## READING TEXT
=== Begin Enclosure ===

When testing for genetic relatedness in each of the SEE CA sites using READ, we detected only three first-degree and two second-degree relationships in total (Supplementary Table I; Methods). To specifically test for links between the contemporaneous SEE CA sites and for more distant genetic relatedness we explored signals of IBD sharing between individuals in and between all sites (Methods). We found no evidence for between-site links up to the fourth to fifth degree and only two pairs of individuals (PIE003-VAR010 and YUN005-VAR030) shared at least two blocks greater than 20 cM indicative of a fifth to seventh degree relationship (Extended Data Fig. 4a and Supplementary Table J). Integrating the normalized sum and number of shared blocks we find higher background relatedness at the intrasite level at Yunatsite and Varna compared to Pietrele, which can be explained by the structure of the sites (a destruction horizon of households and a burial ground with shorter use, respectively, versus tell and settlement burials spanning 350–400 years) (Fig. 1c and Extended Data Fig. 4b). However, analysis of the runs of homozygosity (ROH) per individual using hapROH indicates low levels of parental background relatedness suggesting relatively large effective population sizes, consistent with previous observation across early farming societies (Methods; Extended Data Fig. 5). These findings reflect the settlement density and the wide-spread cultural, rather than close genetic, connectedness of the Gumelniţa–Kodžadermen–Karanovo VI complex, in line with the cross-regional significance of SEE tell sites26.

=== End Enclosure ===

## SUPPLIED DATA

=== Begin Enclosure ===

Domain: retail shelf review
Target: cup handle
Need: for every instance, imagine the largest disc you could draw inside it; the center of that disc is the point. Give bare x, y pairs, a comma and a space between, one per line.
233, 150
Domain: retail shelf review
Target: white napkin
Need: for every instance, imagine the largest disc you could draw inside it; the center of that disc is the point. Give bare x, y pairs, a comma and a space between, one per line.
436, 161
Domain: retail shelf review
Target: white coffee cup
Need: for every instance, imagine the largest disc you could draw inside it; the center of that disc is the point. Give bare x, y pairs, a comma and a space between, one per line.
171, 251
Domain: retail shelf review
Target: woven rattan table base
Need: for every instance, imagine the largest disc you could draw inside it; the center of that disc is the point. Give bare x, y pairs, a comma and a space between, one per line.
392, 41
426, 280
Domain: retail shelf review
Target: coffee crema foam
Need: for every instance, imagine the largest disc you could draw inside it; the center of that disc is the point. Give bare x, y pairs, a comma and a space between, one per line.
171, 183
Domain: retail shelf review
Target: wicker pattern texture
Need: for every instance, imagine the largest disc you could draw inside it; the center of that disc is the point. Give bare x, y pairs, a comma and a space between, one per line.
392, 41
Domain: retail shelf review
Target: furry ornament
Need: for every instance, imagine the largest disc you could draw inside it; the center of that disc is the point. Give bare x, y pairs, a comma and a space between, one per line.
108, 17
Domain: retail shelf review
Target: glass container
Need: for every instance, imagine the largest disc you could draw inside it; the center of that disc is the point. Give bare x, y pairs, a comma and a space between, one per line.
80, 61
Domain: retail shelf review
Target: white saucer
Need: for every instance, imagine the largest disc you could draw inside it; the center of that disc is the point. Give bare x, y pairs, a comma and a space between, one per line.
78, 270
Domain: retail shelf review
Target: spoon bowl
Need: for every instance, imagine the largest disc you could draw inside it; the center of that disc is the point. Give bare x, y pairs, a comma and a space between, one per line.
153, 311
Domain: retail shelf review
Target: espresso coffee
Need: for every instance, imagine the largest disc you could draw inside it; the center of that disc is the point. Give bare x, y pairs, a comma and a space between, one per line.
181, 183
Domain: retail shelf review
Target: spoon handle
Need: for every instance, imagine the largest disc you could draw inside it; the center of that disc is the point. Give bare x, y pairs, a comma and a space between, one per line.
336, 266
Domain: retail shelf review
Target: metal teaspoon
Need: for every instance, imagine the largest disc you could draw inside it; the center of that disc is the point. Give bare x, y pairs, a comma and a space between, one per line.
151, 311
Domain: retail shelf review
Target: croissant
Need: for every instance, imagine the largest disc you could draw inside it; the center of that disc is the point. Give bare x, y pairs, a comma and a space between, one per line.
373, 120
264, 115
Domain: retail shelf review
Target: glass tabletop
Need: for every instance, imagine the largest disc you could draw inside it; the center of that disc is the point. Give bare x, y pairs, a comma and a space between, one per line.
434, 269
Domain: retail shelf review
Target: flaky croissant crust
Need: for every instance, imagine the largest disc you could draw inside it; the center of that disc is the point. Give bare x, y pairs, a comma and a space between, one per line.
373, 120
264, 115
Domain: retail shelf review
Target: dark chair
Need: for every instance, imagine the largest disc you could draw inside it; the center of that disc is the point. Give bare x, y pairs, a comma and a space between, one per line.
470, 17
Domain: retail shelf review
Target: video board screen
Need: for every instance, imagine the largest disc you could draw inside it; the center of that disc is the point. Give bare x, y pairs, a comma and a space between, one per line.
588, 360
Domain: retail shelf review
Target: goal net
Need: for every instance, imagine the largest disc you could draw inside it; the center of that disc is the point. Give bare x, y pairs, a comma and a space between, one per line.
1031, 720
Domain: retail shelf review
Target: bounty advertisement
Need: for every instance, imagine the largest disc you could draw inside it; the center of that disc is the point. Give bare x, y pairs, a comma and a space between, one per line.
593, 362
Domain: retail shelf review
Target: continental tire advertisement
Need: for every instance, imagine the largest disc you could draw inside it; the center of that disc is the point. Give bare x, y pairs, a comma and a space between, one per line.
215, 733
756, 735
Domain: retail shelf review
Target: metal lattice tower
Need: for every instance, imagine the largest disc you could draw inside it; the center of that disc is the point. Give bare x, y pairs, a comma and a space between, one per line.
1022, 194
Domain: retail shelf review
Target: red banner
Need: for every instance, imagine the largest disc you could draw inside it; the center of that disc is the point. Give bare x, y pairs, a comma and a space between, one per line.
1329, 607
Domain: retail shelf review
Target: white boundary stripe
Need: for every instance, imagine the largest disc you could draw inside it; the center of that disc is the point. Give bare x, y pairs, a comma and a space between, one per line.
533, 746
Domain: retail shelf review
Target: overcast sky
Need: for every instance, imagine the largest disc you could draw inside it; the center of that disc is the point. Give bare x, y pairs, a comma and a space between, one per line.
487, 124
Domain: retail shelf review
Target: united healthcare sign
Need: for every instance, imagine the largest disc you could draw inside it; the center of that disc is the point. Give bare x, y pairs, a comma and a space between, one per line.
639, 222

=== End Enclosure ===

## ACTION ITEM
In the text on genetic relatedness at the SEE CA sites, which two pairs of individuals shared at least two blocks greater than 20 cM?

## ANSWER FOR THIS EXERCISE
PIE003-VAR010 and YUN005-VAR030.